# THE EXERCISE
Tally the lines in the data below that contain the string "wristwatch", treating uppercase and lowercase as different. Reply with the number alone.

# RECORDS FOR PROCESSING

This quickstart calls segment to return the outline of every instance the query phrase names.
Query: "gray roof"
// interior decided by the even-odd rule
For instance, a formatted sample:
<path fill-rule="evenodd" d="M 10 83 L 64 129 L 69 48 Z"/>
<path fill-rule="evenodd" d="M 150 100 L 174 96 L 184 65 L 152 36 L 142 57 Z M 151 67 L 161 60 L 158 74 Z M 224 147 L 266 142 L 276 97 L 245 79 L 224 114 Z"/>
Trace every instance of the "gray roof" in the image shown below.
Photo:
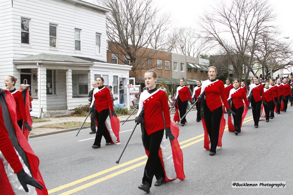
<path fill-rule="evenodd" d="M 86 58 L 86 59 L 84 59 L 84 58 Z M 92 63 L 93 62 L 97 61 L 95 61 L 96 60 L 97 60 L 87 58 L 83 58 L 82 57 L 74 57 L 70 56 L 60 55 L 58 54 L 44 53 L 30 56 L 26 57 L 13 60 L 14 61 L 46 61 L 89 63 Z"/>

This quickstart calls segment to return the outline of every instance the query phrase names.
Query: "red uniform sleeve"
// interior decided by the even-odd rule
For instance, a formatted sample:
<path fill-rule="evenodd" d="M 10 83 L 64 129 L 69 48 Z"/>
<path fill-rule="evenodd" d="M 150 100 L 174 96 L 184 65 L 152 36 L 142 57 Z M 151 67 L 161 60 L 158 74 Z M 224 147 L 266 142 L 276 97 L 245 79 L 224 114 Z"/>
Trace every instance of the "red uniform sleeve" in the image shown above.
<path fill-rule="evenodd" d="M 162 95 L 161 96 L 161 102 L 162 104 L 162 108 L 164 113 L 164 117 L 165 119 L 165 125 L 166 128 L 169 128 L 171 126 L 171 118 L 170 117 L 169 112 L 170 111 L 169 109 L 168 100 L 165 92 L 163 94 L 162 93 Z M 190 96 L 190 94 L 189 94 L 189 96 Z"/>
<path fill-rule="evenodd" d="M 2 109 L 0 106 L 0 151 L 14 171 L 14 173 L 16 173 L 22 169 L 22 165 L 11 143 L 4 124 Z"/>
<path fill-rule="evenodd" d="M 110 94 L 110 91 L 108 89 L 106 90 L 106 95 L 107 96 L 107 101 L 108 102 L 108 104 L 109 105 L 109 108 L 110 108 L 110 110 L 112 111 L 114 110 L 113 107 L 113 103 L 112 103 L 112 99 L 111 97 L 111 94 Z"/>
<path fill-rule="evenodd" d="M 226 92 L 225 90 L 225 87 L 224 87 L 224 83 L 222 83 L 220 85 L 220 94 L 221 95 L 221 97 L 222 99 L 222 101 L 224 103 L 224 105 L 226 108 L 226 109 L 229 109 L 230 107 L 228 104 L 228 102 L 227 101 L 227 97 L 226 96 Z"/>
<path fill-rule="evenodd" d="M 247 100 L 247 98 L 246 97 L 246 93 L 245 93 L 245 90 L 243 90 L 242 91 L 243 92 L 242 92 L 242 96 L 243 96 L 242 98 L 244 100 L 244 102 L 245 103 L 246 106 L 248 106 L 248 101 Z"/>
<path fill-rule="evenodd" d="M 23 122 L 28 121 L 28 119 L 26 117 L 26 112 L 25 112 L 25 106 L 24 105 L 24 102 L 23 101 L 23 96 L 22 95 L 22 93 L 21 92 L 19 93 L 19 95 L 17 96 L 17 102 L 18 103 L 18 108 L 20 111 L 22 117 L 22 119 Z"/>

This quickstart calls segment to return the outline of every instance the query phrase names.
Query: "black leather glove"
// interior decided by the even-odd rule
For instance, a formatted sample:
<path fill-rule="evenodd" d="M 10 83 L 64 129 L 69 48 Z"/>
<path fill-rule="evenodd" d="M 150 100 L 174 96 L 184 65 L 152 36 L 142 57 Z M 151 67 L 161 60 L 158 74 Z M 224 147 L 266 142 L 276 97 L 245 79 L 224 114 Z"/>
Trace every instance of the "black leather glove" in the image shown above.
<path fill-rule="evenodd" d="M 39 189 L 42 190 L 44 189 L 44 187 L 37 181 L 33 178 L 28 175 L 28 174 L 24 172 L 23 169 L 16 173 L 17 178 L 18 178 L 21 184 L 23 187 L 23 189 L 27 192 L 28 192 L 28 188 L 27 186 L 27 184 L 28 184 L 35 187 Z"/>
<path fill-rule="evenodd" d="M 30 131 L 32 130 L 32 128 L 28 124 L 28 121 L 25 121 L 24 122 L 24 128 L 27 130 L 28 130 Z"/>
<path fill-rule="evenodd" d="M 231 109 L 230 108 L 228 108 L 227 109 L 227 113 L 231 114 L 233 115 L 233 116 L 235 116 L 236 115 L 236 114 L 235 113 L 231 110 Z"/>
<path fill-rule="evenodd" d="M 116 114 L 115 113 L 115 111 L 114 111 L 114 110 L 111 111 L 111 114 L 112 116 L 115 116 L 116 117 L 117 117 L 117 115 L 116 115 Z"/>
<path fill-rule="evenodd" d="M 172 132 L 171 132 L 171 129 L 170 129 L 170 127 L 166 128 L 165 130 L 166 131 L 166 139 L 168 139 L 168 138 L 169 137 L 169 139 L 170 141 L 173 141 L 174 140 L 175 137 L 172 134 Z"/>

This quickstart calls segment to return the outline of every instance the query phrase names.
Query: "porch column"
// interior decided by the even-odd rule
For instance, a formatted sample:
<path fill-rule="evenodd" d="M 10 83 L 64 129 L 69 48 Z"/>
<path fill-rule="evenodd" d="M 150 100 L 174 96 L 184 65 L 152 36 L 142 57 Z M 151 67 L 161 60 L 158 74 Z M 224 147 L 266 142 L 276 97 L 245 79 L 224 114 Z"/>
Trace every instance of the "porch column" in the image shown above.
<path fill-rule="evenodd" d="M 67 108 L 68 108 L 69 100 L 72 99 L 72 70 L 69 69 L 66 71 L 66 99 Z"/>
<path fill-rule="evenodd" d="M 42 65 L 41 65 L 41 66 Z M 47 111 L 47 69 L 44 67 L 39 67 L 38 69 L 38 98 L 40 101 L 39 112 L 40 117 L 42 116 L 42 113 Z"/>

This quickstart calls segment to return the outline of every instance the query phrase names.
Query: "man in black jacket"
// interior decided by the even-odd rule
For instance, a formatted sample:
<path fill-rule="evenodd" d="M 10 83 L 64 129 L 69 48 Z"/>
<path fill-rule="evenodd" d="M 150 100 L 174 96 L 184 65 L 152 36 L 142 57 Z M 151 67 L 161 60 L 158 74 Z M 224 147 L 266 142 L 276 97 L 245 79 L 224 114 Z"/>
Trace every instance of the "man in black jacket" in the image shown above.
<path fill-rule="evenodd" d="M 97 82 L 96 81 L 93 82 L 93 89 L 88 93 L 88 101 L 91 102 L 91 104 L 93 100 L 93 90 L 96 88 L 97 86 Z M 96 125 L 96 108 L 95 108 L 94 103 L 93 104 L 92 110 L 93 111 L 91 113 L 91 131 L 90 132 L 90 134 L 93 134 L 97 132 Z"/>

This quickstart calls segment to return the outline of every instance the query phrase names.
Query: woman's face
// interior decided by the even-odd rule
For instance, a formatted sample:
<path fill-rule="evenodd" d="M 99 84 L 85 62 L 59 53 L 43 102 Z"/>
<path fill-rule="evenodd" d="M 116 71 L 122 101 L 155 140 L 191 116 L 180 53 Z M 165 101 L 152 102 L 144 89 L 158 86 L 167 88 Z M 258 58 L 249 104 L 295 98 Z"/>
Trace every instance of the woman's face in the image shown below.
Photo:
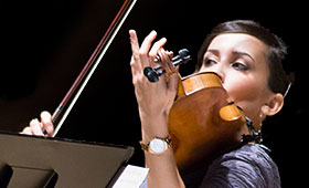
<path fill-rule="evenodd" d="M 267 86 L 267 48 L 248 34 L 220 34 L 206 50 L 200 70 L 217 73 L 230 101 L 242 107 L 255 125 L 263 121 L 262 106 L 271 94 Z"/>

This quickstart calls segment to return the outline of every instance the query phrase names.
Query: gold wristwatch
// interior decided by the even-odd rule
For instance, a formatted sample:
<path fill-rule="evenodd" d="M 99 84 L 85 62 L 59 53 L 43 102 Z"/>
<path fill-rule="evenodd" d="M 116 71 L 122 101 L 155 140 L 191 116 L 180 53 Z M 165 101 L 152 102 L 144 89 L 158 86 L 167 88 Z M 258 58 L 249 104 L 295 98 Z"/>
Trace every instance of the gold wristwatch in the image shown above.
<path fill-rule="evenodd" d="M 150 154 L 154 154 L 154 155 L 160 155 L 164 153 L 169 147 L 171 147 L 171 144 L 172 140 L 170 136 L 167 138 L 156 137 L 147 144 L 140 142 L 140 146 L 142 150 L 149 152 Z"/>

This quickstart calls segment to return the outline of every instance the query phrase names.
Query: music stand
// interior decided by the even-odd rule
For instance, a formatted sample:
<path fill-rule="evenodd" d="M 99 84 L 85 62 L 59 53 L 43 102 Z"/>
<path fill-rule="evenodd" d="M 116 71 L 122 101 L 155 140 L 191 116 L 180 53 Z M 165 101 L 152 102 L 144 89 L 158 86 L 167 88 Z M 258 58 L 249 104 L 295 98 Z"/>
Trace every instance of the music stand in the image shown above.
<path fill-rule="evenodd" d="M 111 187 L 132 147 L 0 133 L 0 187 Z"/>

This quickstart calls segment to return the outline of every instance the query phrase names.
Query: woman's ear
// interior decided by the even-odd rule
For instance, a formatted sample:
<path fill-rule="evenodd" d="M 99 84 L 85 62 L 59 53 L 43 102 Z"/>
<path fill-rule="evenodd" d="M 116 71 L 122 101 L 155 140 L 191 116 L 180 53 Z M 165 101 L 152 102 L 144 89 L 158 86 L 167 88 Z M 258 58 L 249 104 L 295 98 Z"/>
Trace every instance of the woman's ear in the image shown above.
<path fill-rule="evenodd" d="M 280 93 L 271 94 L 269 101 L 262 106 L 262 113 L 268 116 L 277 114 L 283 108 L 284 101 L 284 96 Z"/>

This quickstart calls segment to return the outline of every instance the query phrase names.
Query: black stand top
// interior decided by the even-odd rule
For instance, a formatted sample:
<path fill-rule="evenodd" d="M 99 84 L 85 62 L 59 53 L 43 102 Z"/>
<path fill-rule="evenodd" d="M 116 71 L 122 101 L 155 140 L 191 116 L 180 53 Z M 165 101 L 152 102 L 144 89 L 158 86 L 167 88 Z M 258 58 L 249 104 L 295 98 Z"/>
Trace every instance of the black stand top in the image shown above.
<path fill-rule="evenodd" d="M 0 133 L 0 187 L 111 187 L 132 147 Z"/>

# PROBLEM SOLUTION
2